--- Exercise text Enclosed Below ---

Each year, a local TV station sponsors a Health and Fitness Expo where no-cost wellness classes and health screenings are available to attendees. There are also hands-on activities including endurance events to challenge health enthusiasts like me.
In years past, I have participated in exercises from aerobic to yoga; but the thing that beckons me most is the rock wall. You might think that a card-carrying AARP member might shy away from something so rigorous. No so, I enjoy a challenge. So upon arriving in the exhibit hall early Saturday morning, I headed straight for the rock wall. Game on!
Before a participant is strapped into the safety harness and allowed to climb the wall, we are required to sign a waiver. It warns that if I should fall and break a bone, sustain some other bodily injury, or worse yet, drop dead – while not acting my age – the contract absolves the promoter of any liability. After signing the waiver, a red, one-inch wide band, similar to the band you receive in a hospital emergency room, was placed around my wrist indicating that I had signed my life over to Divine Providence. Also, in case I wanted to try the climb again later or attempt some other age-defying stunt, I would simply show the band to the staff person.
A previous attempt and failure to scale the wall two years ago made me more determined to try again. With true grit, I was able to propel myself a few stones higher this time. The Lat Pulldown and other strength building gym machines had helped me build my upper body strength, but it wasn’t enough. I was about four feet off the ground when my calves started cramping forcing me to end my quest and indicating that I should have spent more time stretching.
As I walked away from the wall, feeling defeated but not dejected, I glanced back to see a young boy who looked to be about ten years old ascending that wall like Spider-Man on a mission.
Geared up for another challenge I went in search of the Spartan exhibit. Days earlier I had watched a young reporter on TV demonstrate the Spartan race and I told myself “I can do that.”
Unlike the real 3-4 mile Spartan race with its many obstacles and competitors, the Spartan course at the expo is a scaled-down, mini-version. The first thing a contestant does is warm up by running 30 seconds on a curved treadmill. Then, the objective is to go through each obstacle on the course as fast as you can. Since I wasn’t competing against anyone but myself, time didn’t concern me. My goal was simply to conquer each obstacle.
After getting off the treadmill, I walked (did not run) to the first wooden wall, it was approximate four-feet high. The struggle to climb over it took me approximately 5 minutes. (I could have walked around it, but that would have defeated the purpose, would it not?) Next came the bear crawl. That was easy. I scooted beneath the mock-barbed wire fence in about 60 seconds. After exiting the bear crawl, I was supposed to run to and climb over a higher, inclined wall. That wall was twice my height, at least 10 feet. After two earnest attempts, I walked around and found myself facing another wall. It was 7 feet. Pass! The final task was to pull myself up on a rope mounted to a post and ring the bell at the top. Sound easy? It wasn’t.
The two young men on the staff, who shadowed me along the course probably had a good laugh about my senior version of the Spartan crawl, er, I mean race after I left, but throughout my effort, they were encouraging and even gave me a high-five as I strolled across the finished line.
I’m not dismayed that I failed to complete the Spartan course. Completing two out of five obstacles wasn’t bad. I enjoyed every challenging minute. Later that Saturday evening I had some muscle aches, and pains in places that I didn’t know could have aches and pains, proof that I had pushed my body. I think I’m hooked now on the Spartan course.
My cousin, Rai, told me that she is planning to do the real Spartan race. She’s athletic and half my age. I know she will finish the course. I’ll just wait until next year’s expo and try the mini version again.

--- End of Enclosed Exercise text ---

> **Actions to take**
**1)** For each statement, say whether it agrees with the expo essay. Answer yes or no and quote the words of the essay that decide it.
(a) The narrator reached the top of the rock wall this year.
(b) The expo's Spartan course opens with a 30-second run on a curved treadmill.
(c) The narrator's cousin Rai is older than the narrator.
**2)** In the order they come, list the five obstacles on the Spartan course at the expo, as the expo essay describes them.
**3)** According to the expo essay, what was placed around the narrator's wrist after the waiver was signed?
You won't need the items that follow the expo essay.

--- Dataset records Enclosed Below ---

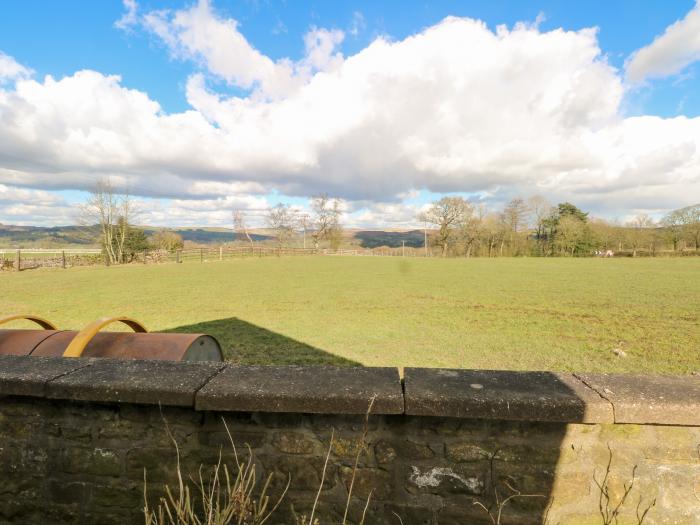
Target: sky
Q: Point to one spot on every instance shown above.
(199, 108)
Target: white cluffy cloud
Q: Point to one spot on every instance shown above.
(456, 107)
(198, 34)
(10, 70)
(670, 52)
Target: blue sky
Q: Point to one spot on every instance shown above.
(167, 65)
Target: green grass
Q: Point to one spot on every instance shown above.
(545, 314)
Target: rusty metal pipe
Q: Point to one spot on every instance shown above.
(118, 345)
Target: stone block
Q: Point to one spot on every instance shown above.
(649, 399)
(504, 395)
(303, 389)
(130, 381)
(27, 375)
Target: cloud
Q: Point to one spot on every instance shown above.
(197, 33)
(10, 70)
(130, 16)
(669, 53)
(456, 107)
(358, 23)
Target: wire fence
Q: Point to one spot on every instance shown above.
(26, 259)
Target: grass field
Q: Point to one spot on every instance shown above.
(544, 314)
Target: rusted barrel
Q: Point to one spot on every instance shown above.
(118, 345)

--- End of Enclosed Dataset records ---
--- Dataset records Enclosed Below ---

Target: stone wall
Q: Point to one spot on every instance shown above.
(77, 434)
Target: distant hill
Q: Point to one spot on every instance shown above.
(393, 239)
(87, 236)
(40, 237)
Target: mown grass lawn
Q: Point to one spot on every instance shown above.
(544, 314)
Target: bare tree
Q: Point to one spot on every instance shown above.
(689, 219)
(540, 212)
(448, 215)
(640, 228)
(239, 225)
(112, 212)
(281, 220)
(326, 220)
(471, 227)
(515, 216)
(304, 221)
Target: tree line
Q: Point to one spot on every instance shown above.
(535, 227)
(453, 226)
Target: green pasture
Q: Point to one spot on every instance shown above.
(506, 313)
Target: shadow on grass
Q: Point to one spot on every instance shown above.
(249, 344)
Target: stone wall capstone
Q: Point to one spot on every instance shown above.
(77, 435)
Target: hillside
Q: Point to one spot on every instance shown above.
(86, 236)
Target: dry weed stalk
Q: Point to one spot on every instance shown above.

--- End of Enclosed Dataset records ---
--- Dataset records Enclosed Below ---

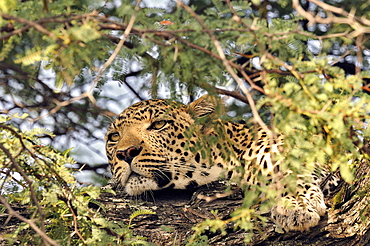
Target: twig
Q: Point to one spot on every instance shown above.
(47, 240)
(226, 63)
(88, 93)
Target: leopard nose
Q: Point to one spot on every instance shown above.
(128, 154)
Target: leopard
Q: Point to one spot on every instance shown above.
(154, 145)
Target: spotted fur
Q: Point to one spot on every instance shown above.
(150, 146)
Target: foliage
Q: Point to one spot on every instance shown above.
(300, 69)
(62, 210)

--- End of Enclosed Dataset records ---

> **Answer list**
**1)**
(a) No: "I was about four feet off the ground when my calves started cramping forcing me to end my quest"
(b) Yes: "The first thing a contestant does is warm up by running 30 seconds on a curved treadmill."
(c) No: "She’s athletic and half my age."

**2)**
1. A wooden wall about four feet high
2. The bear crawl beneath a mock-barbed wire fence
3. A higher, inclined wall at least 10 feet tall
4. Another wall, 7 feet high
5. A rope mounted to a post, climbed to ring the bell at the top

**3)** A red, one-inch wide band, similar to a hospital emergency room band.